▶ Required work: Could you print every record below exactly as written?

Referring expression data
= = = = = = =
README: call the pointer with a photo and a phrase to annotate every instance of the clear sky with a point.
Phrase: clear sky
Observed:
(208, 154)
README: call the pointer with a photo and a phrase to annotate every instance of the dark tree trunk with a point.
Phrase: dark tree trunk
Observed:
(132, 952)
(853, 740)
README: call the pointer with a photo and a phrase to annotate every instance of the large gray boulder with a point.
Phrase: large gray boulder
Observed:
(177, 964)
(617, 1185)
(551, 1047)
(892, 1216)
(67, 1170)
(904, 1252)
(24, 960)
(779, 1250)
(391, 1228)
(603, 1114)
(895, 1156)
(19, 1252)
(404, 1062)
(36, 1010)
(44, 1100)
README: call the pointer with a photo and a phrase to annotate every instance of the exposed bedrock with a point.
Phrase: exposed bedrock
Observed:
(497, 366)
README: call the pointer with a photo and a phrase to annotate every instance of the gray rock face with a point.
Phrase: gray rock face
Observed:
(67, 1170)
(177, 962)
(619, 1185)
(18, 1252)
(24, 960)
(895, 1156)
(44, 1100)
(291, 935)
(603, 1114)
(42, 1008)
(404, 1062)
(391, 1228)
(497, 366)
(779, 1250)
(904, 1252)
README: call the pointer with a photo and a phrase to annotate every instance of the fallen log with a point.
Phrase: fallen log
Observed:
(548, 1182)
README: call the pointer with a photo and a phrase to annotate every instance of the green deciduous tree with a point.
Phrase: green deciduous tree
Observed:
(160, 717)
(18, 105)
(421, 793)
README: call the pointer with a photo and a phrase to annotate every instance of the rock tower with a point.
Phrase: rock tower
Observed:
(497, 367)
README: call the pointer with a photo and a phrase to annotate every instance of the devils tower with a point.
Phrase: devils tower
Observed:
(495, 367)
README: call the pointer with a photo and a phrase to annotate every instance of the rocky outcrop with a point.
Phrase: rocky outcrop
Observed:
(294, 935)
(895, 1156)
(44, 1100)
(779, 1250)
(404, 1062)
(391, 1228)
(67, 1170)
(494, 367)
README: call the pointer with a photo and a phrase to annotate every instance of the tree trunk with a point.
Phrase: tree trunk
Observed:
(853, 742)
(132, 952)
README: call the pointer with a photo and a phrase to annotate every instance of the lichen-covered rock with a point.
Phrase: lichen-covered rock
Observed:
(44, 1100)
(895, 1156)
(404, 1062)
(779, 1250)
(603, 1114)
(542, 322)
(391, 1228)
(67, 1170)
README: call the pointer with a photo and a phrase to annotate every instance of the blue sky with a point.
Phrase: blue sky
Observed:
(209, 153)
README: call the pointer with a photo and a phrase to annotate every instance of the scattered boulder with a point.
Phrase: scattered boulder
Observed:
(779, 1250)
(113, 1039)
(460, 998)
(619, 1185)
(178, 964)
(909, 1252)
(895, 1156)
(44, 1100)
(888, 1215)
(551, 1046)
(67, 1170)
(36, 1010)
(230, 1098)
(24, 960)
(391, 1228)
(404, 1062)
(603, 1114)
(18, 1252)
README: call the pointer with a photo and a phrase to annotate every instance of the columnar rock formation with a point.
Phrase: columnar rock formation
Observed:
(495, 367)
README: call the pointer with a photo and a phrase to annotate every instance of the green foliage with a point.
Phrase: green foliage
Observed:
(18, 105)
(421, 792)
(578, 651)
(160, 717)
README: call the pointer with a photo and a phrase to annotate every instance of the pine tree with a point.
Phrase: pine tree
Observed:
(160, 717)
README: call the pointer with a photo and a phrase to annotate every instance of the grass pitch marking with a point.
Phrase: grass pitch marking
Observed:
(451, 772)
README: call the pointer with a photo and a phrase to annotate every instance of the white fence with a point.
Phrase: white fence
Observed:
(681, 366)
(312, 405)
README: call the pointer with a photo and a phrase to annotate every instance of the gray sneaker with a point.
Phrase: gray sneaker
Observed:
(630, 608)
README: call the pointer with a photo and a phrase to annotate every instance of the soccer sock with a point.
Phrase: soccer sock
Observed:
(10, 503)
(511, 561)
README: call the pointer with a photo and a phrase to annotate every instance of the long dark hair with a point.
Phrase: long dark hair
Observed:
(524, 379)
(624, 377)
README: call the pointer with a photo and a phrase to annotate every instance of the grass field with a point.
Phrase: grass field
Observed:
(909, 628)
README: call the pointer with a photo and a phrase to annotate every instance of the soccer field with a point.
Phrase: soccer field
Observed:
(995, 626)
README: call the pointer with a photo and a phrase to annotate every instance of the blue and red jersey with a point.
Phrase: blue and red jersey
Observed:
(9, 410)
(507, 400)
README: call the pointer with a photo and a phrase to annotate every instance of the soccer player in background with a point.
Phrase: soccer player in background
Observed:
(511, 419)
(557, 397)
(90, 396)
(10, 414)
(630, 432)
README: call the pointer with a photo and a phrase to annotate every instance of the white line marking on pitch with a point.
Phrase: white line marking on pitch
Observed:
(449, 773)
= = = = = = =
▶ Task answer:
README: call the pointer with a photo and a phrase to annotate every instance of the clear sky with a point.
Phrase: clear sky
Observed:
(208, 154)
README: call the pointer with a photo and a phrase to annotate every instance of the dark tree trunk with a point.
Phrase: dark tree trunk
Observed:
(132, 952)
(853, 740)
README: call the pointer with a photo and a phrase to annotate every instance of the large gray boulder with a point.
Phrase: large gray boulder
Observed:
(177, 964)
(617, 1185)
(551, 1047)
(892, 1216)
(67, 1170)
(904, 1252)
(24, 960)
(779, 1250)
(391, 1228)
(603, 1114)
(895, 1156)
(19, 1252)
(404, 1062)
(36, 1010)
(44, 1100)
README: call the pointer with a photo and a phrase to annotate every instance of the exposed bedrock with a point.
Phrase: exposed bedrock
Observed:
(497, 366)
README: call the pointer with a photo and a phrase to annotate every instance of the gray rock face with a point.
Phrase: gray rock face
Observed:
(67, 1170)
(177, 962)
(619, 1185)
(18, 1252)
(24, 960)
(895, 1156)
(44, 1100)
(291, 935)
(603, 1114)
(42, 1008)
(404, 1062)
(391, 1228)
(497, 366)
(779, 1250)
(904, 1252)
README: call the pointer with a photo and a phrase to annotate every instance of the fallen log with a point.
Phrase: fallen log
Observed:
(548, 1182)
README: call the pointer with a photo and a phrase to annotate every instance of the green deciduous tree with a point.
Phrase: green deciduous tree
Observed:
(160, 717)
(18, 105)
(421, 793)
README: call the pointer with a photo and a phrase to annotate every instance of the rock tower with a point.
Phrase: rock tower
Observed:
(497, 367)
README: call the pointer with a photo and a phrase to annotate every instance of the devils tower with a point.
Phrase: devils tower
Observed:
(495, 367)
README: call the pointer with a photo and a phrase to annotate every instance of the rocky outcrop with a point.
Phrase: rocky outcrop
Observed:
(294, 935)
(895, 1156)
(44, 1100)
(779, 1250)
(404, 1062)
(391, 1228)
(67, 1170)
(494, 367)
README: call the pointer with a photo and a phrase to annotate every instance of the tree trunk with a point.
Phrase: tree trunk
Observed:
(853, 742)
(132, 952)
README: call the pointer with a photo and a phrase to annotate every instance of the lichen-covered rock with a point.
Phrase: lichen-covered rock
Observed:
(44, 1100)
(895, 1156)
(404, 1062)
(779, 1250)
(603, 1114)
(542, 322)
(391, 1228)
(67, 1170)
README: call the pointer with a photo and a phrase to annotate every instance of the blue sky with a point.
Phrase: blue sky
Observed:
(209, 153)
README: call the pointer with a photo and a phrase to annotate every instance of the scattered boulder with a point.
Phrase: scattered boulder
Observed:
(779, 1250)
(113, 1039)
(460, 998)
(619, 1185)
(178, 964)
(909, 1252)
(895, 1156)
(44, 1100)
(888, 1215)
(551, 1046)
(67, 1170)
(36, 1010)
(230, 1098)
(24, 960)
(391, 1228)
(404, 1062)
(603, 1114)
(18, 1252)
README: call the pointer with a photo and a phrase to annotate every instance of the columnar rock formation with a point.
Phrase: columnar rock formation
Observed:
(495, 367)
README: call the pointer with a photo and a phrase to annotate every instance of the green foliage with a point.
Phrase: green foliage
Observed:
(18, 105)
(421, 792)
(578, 651)
(160, 717)
README: call the pointer with a photo and a phrase to annotate every instance of the pine tree with a point.
Phrase: pine tree
Observed:
(160, 717)
README: call the pointer with a photo and a phrase to annotate every instance of the grass pitch marking with a point.
Phrase: grass pitch marking
Observed:
(451, 772)
README: call the pointer with a photo and a phrase to annotate every instance of the white fence with a point.
Phrase: white fence
Observed:
(681, 366)
(312, 405)
README: call the pointer with a photo and a phrase to annotate every instance of the gray sneaker with a point.
Phrase: gray sneaker
Observed:
(630, 608)
README: call the pointer with a photo and a phrase to annotate every instance of the soccer sock with a point.
Phrase: soccer sock
Observed:
(10, 503)
(511, 561)
README: call the pointer with a photo and a phrase to annotate every instance of the long dark hair with a point.
Phrase: long dark hair
Observed:
(524, 379)
(624, 377)
README: call the pointer with a photo and a phrase to annotate every instance of the grass field with a point.
Phrase: grass field
Observed:
(909, 628)
README: call the pointer with a photo and a phrase to annotate every instance of the soccer field with a point.
Phrase: soccer field
Observed:
(995, 626)
README: call the pointer with a photo and a phrase to annotate every instance of the blue and red jersey with a point.
Phrase: blue and red jersey
Observed:
(9, 410)
(507, 400)
README: call the pointer with a photo and a phrase to annotate every instance of the soccer player in background with a point.
Phrase: soccer player in background
Observed:
(511, 419)
(557, 397)
(90, 396)
(10, 414)
(630, 432)
README: call the pointer with a photo and a phrase to annotate every instance of the white line marking on pitch with a point.
Phrase: white line marking on pitch
Observed:
(449, 773)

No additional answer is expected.